(Records from a data collection):
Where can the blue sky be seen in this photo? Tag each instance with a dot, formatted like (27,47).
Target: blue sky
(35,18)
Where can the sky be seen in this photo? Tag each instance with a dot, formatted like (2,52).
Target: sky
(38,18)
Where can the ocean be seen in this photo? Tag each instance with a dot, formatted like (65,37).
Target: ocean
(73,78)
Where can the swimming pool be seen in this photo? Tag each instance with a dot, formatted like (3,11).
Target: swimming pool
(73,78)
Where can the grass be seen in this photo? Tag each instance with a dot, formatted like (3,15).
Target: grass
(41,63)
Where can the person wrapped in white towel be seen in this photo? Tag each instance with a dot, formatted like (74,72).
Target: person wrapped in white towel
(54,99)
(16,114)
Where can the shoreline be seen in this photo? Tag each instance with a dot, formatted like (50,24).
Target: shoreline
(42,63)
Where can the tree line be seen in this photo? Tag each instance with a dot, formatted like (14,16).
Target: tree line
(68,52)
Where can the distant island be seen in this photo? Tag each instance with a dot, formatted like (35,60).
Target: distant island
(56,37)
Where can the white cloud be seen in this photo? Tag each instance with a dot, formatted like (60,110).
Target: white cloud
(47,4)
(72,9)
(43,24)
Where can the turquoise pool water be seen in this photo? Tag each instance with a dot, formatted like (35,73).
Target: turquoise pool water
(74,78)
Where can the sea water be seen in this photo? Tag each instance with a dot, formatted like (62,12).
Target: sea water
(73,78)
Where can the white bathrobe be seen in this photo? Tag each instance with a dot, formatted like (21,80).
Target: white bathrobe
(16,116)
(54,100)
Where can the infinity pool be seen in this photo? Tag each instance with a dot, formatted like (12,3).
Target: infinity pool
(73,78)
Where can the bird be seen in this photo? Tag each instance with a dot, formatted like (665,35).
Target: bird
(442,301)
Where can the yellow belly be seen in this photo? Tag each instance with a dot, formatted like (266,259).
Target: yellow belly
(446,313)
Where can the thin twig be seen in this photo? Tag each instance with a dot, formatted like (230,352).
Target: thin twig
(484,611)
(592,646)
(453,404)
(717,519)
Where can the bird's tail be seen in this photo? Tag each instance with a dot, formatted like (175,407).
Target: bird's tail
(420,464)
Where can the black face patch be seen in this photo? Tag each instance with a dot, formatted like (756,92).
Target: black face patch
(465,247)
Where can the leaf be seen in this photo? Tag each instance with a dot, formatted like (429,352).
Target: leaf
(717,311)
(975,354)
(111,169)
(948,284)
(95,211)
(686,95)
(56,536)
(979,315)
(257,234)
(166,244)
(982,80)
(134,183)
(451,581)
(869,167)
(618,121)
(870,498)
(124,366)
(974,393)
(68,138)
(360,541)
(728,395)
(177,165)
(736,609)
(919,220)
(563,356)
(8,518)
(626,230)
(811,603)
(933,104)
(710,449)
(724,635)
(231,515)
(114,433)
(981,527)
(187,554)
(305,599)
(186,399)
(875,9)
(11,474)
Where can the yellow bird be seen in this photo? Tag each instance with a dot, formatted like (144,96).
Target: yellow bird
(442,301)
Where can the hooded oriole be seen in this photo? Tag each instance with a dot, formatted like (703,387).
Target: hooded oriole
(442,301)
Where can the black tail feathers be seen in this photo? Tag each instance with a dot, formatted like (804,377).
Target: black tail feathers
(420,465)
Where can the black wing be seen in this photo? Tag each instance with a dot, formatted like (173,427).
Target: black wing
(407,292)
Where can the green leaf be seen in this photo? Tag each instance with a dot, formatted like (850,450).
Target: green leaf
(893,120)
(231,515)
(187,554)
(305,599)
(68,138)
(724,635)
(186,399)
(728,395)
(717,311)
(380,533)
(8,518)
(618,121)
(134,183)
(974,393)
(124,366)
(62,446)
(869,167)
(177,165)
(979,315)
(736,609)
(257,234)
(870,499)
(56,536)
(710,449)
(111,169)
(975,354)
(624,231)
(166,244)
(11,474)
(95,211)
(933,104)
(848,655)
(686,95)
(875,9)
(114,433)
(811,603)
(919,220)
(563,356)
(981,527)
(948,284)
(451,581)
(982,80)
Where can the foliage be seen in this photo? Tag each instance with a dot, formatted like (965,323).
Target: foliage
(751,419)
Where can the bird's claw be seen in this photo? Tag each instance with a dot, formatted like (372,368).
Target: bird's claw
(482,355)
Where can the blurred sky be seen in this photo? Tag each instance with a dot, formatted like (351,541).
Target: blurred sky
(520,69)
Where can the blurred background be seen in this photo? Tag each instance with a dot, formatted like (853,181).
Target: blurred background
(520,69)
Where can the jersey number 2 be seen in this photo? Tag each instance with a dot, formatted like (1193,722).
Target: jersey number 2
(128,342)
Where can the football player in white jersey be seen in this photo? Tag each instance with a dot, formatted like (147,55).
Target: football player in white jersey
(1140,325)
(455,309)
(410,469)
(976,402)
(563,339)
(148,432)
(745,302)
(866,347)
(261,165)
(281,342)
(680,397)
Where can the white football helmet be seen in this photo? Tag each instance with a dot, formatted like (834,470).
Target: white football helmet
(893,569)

(Instructions to follow):
Take the line that contains "Where can the foliage" and every line after it through the end of the listing above, and repeat them exactly.

(Task result):
Where can the foliage be seen in this photo? Tag each instance with a dot, formatted like (965,323).
Target: foliage
(751,419)
Where can the bird's claw be seen in this photo? Tag each instance with a dot, formatted like (372,368).
Target: bird's claw
(482,355)
Where can the blurred sky be seen in this photo? Tag each instance with a dot, formatted like (351,541).
Target: blurred sky
(520,69)
Where can the blurred background be seen in this photo? Tag each instance with a dot, formatted like (853,181).
Target: blurred background
(520,69)
Where can the jersey number 2 be seen in this photo? Tag each instance with a dot, formatted like (1193,722).
Target: jersey number 2
(128,342)
Where can the football player in white jersey be seen in this photo? Tag each instance with a dot, formatted like (147,55).
Target: football player in white jersey
(1140,325)
(455,309)
(410,469)
(976,402)
(563,339)
(148,432)
(745,302)
(866,347)
(261,165)
(281,342)
(680,397)
Where can the white football helmet be seen in this photo? Tag each instance with a dot, formatted like (834,470).
Target: white football helmet
(893,569)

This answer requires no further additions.